==== Information shown

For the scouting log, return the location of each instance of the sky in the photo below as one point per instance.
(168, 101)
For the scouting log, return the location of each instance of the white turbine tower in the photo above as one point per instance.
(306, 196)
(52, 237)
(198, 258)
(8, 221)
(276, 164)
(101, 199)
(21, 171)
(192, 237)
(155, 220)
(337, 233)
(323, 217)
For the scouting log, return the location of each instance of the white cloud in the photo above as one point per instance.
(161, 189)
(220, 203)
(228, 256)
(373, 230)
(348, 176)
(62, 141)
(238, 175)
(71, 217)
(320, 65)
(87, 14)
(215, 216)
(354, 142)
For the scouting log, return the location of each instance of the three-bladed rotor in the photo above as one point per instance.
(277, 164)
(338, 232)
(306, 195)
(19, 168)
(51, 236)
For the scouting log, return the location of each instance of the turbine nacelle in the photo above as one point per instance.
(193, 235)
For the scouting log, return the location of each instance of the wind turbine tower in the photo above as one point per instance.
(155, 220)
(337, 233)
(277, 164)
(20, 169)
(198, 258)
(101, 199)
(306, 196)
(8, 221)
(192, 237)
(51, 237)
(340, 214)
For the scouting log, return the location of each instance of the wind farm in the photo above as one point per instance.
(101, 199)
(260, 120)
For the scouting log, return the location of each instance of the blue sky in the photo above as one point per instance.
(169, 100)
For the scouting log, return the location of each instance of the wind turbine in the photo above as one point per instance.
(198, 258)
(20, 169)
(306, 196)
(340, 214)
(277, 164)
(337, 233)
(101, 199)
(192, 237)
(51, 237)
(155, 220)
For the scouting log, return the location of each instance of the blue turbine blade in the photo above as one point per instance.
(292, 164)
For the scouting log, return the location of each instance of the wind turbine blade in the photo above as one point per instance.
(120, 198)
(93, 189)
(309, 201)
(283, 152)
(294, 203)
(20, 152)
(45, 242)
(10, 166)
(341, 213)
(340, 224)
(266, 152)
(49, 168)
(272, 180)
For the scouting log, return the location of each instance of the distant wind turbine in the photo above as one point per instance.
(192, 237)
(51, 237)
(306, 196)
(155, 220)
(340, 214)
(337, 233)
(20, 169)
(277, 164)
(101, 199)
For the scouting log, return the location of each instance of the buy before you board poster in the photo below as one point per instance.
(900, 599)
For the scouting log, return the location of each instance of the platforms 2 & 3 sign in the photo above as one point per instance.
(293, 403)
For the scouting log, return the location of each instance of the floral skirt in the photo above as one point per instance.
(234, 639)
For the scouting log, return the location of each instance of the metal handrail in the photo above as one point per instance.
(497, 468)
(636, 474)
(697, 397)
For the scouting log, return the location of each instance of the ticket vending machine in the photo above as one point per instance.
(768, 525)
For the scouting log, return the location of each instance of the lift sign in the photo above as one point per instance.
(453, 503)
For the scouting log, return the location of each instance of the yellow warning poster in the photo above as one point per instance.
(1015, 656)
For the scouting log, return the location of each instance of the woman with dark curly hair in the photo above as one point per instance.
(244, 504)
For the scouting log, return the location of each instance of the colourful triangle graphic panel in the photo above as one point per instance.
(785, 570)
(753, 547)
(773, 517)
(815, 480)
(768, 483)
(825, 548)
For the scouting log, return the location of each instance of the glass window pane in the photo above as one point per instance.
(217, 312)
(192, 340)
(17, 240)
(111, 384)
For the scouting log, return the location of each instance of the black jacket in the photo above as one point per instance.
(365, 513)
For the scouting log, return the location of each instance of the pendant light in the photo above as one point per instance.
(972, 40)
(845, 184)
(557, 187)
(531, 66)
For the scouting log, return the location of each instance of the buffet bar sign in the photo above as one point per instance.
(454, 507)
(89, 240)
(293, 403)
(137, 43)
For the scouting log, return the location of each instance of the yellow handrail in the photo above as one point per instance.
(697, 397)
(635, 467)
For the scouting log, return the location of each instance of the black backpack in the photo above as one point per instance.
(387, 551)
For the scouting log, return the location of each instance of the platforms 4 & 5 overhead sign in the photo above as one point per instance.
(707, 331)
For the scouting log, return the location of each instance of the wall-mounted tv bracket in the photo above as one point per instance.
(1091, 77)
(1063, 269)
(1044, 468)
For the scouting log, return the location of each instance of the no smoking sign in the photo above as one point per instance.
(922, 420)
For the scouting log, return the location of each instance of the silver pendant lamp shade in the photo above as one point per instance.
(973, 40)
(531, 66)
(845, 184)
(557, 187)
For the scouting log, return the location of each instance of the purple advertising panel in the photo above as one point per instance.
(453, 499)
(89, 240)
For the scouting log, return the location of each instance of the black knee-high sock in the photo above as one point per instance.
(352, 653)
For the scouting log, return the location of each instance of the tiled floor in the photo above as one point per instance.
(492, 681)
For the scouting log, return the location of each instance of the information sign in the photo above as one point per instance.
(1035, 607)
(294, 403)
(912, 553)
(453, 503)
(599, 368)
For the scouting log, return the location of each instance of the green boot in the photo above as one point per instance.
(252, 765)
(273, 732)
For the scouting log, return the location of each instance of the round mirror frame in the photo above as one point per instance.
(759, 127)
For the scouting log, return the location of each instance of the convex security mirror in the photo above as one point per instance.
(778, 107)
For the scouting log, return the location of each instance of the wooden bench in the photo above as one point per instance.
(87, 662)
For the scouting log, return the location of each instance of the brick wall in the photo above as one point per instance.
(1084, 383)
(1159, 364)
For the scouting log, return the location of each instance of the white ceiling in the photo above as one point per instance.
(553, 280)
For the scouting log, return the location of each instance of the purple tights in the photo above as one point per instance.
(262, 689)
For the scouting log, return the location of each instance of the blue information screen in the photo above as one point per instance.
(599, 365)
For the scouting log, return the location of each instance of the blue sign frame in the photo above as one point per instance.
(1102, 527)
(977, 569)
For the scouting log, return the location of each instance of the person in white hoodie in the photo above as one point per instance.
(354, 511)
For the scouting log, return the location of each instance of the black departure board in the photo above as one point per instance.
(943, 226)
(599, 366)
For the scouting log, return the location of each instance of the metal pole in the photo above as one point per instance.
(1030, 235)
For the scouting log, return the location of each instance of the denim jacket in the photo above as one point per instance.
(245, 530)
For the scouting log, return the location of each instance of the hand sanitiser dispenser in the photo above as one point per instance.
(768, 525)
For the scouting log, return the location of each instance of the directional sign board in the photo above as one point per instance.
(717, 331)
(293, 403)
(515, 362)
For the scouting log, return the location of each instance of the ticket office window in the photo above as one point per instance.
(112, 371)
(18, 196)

========

Exercise details. Write out the records shown above, exactly as they appear.

Task output.
For the scouting log, return the location of each instance of the sky in the photo below as one point per instance.
(168, 101)
For the scouting log, return the location of each instance of the white turbine tower in the photo above as one point per instance.
(306, 196)
(52, 237)
(198, 258)
(8, 221)
(276, 164)
(101, 199)
(21, 171)
(192, 237)
(155, 220)
(337, 233)
(323, 217)
For the scouting log, return the location of each instance of the white cloud in the photo above as one point per instance.
(161, 189)
(220, 203)
(228, 256)
(373, 230)
(348, 176)
(62, 141)
(238, 175)
(71, 217)
(320, 65)
(87, 14)
(215, 216)
(354, 142)
For the scouting log, return the location of each instance of the three-bladed rotor in the photo above as one point per instance.
(277, 164)
(338, 232)
(306, 195)
(19, 168)
(51, 236)
For the scouting log, return the location of each instance of the turbine nacelle in the photo above as one point per instance.
(193, 235)
For the scouting log, return the location of each instance of the wind turbine tower in the photo above as one point per instance.
(155, 220)
(337, 233)
(277, 164)
(20, 169)
(198, 258)
(101, 199)
(306, 196)
(8, 221)
(192, 237)
(51, 237)
(340, 214)
For the scouting log, return the location of each instance of the wind farm in the photo above as one point per instance.
(101, 199)
(260, 120)
For the scouting log, return the location of each instance of the blue sky in the photo above as one point per instance.
(169, 100)
For the scouting log, return the location of each instance of the wind turbine in the photo above as one point per instance.
(198, 258)
(20, 169)
(306, 196)
(340, 214)
(277, 164)
(337, 233)
(101, 199)
(192, 237)
(51, 237)
(155, 220)
For the scouting log, return the location of each instance of the blue turbine blade in the photo above as one point per instance.
(292, 164)
For the scouting log, return the location of each instance of the wind turbine blade in the photo above as one point per instance.
(120, 198)
(93, 189)
(309, 201)
(283, 152)
(294, 203)
(20, 152)
(45, 242)
(10, 166)
(341, 213)
(340, 224)
(266, 152)
(49, 168)
(272, 180)
For the scouting log, return the location of each instance of the distant wind turbine in the photo above as one point per instance.
(192, 237)
(51, 237)
(306, 196)
(155, 220)
(340, 214)
(337, 233)
(20, 169)
(277, 164)
(101, 199)
For the scouting log, return the location of each instance of the buy before you board poster in the photo below as one point per instance.
(900, 599)
For the scouting log, return the location of each instance of the platforms 2 & 3 sign in the photo above as one point per instance.
(293, 403)
For the scouting log, return the location of each instance of the floral skirt in the photo above as one point per instance.
(234, 639)
For the scouting log, return the location of each instance of the metal handrail in the photo above as one point per instance.
(497, 468)
(636, 474)
(697, 397)
For the scouting log, return the location of each instance of the ticket vending machine in the photo above as one point per instance.
(768, 525)
For the scouting log, return the location of each instance of the lift sign in the photo above as one point per instance.
(453, 503)
For the scouting log, return the location of each instance of the yellow warning poster in the photo above as one point per instance.
(1015, 656)
For the scouting log, return the location of each instance of the woman with dark curly hair in the photo above as one point per instance.
(244, 504)
For the scouting log, return the location of each instance of the colourful triangle graphic panel in the photo above as one point per instance.
(785, 570)
(753, 547)
(773, 517)
(815, 480)
(768, 483)
(825, 548)
For the scouting log, return the location of each instance of the glass window pane in the photo above as one point per instance.
(217, 312)
(192, 340)
(17, 240)
(111, 384)
For the scouting log, return the location of each instance of the black jacket in the photo above as one point per instance.
(365, 513)
For the scouting log, return the location of each instance of the pendant light in the photo above as one point per instance.
(972, 40)
(845, 184)
(557, 187)
(531, 66)
For the scouting log, return the location of each instance of the buffet bar sign in the photo above as one point per instance.
(454, 507)
(89, 240)
(293, 403)
(137, 43)
For the scouting log, return the location of each instance of the yellow handrail in the photo above as one point per instance.
(697, 397)
(635, 467)
For the scouting log, return the location of each instance of the black backpack in the photo above as one point per instance.
(387, 551)
For the scouting log, return the location of each instance of the platforms 4 & 5 overhead sign in the photo above as one point per instance.
(707, 331)
For the scouting log, return the location of each instance of the wall-mounted tv bracket in the photo above as one point per instance.
(1091, 77)
(1063, 269)
(1044, 468)
For the scouting log, return the location of each instance of the no smoking sign in the photo above as one point per instance.
(922, 420)
For the scouting log, return the location of each instance of the silver pendant lamp shade in the photo above as one point per instance.
(973, 40)
(531, 66)
(845, 184)
(557, 187)
For the scouting log, return the location of each instance of the purple advertising panel in the photo above as one point per instance.
(453, 499)
(89, 240)
For the scouting log, return the location of each instance of the black knee-high sock in the photo above as one point per instance.
(352, 653)
For the scouting log, return the location of each instance of the tiled floor in the photo above as one point per instance.
(492, 681)
For the scouting log, return the location of each instance of the information sign in the photo above as one point per instance.
(1035, 607)
(294, 403)
(912, 553)
(453, 503)
(599, 368)
For the scouting log, return the location of each instance of the green boot in the photo above as one point per instance.
(252, 765)
(273, 732)
For the scouting log, return the location of each instance of the round mirror frame in the photo above as one point per instance.
(759, 127)
For the scouting log, return the location of each instance of the convex security mirror in the photo above as one point per instance.
(778, 107)
For the scouting log, return the location of each instance of the wooden bench in the photo above as one point per instance.
(87, 662)
For the scouting log, return the location of each instance of the brick wall in the photo above as one point per instance.
(1084, 383)
(1159, 364)
For the scouting log, return the location of each instance of the white ceiling in the photo above as one point per instance.
(553, 280)
For the scouting log, return the location of each instance of the purple tights in the photo above as one point per instance.
(262, 689)
For the scouting log, return the location of each instance of the blue information screen in the photo above as one point per instance.
(599, 365)
For the scouting log, return the location of each instance of the blue sign frame in the photo above as one point per instance.
(1102, 527)
(977, 569)
For the scouting log, return the location of each instance of the person in white hoodie in the photo above as one point per instance.
(354, 511)
For the scouting log, return the location of each instance of the black departure board in the photo above as one point per instance.
(943, 226)
(599, 366)
For the scouting log, return the location of each instance of the metal pole in the photo above as one point per instance.
(1030, 235)
For the scouting log, return the location of each instance of the denim jacket in the photo above as one point per instance.
(245, 530)
For the scouting log, return the location of each instance of the hand sanitiser dispenser in the photo above as one point per instance.
(768, 525)
For the scouting log, return the location of each instance of the directional sign board in the photo above as one point per instance.
(717, 331)
(293, 403)
(515, 362)
For the scouting log, return the location of each instance of the ticket office window in the photo above as one point per instance.
(112, 371)
(18, 196)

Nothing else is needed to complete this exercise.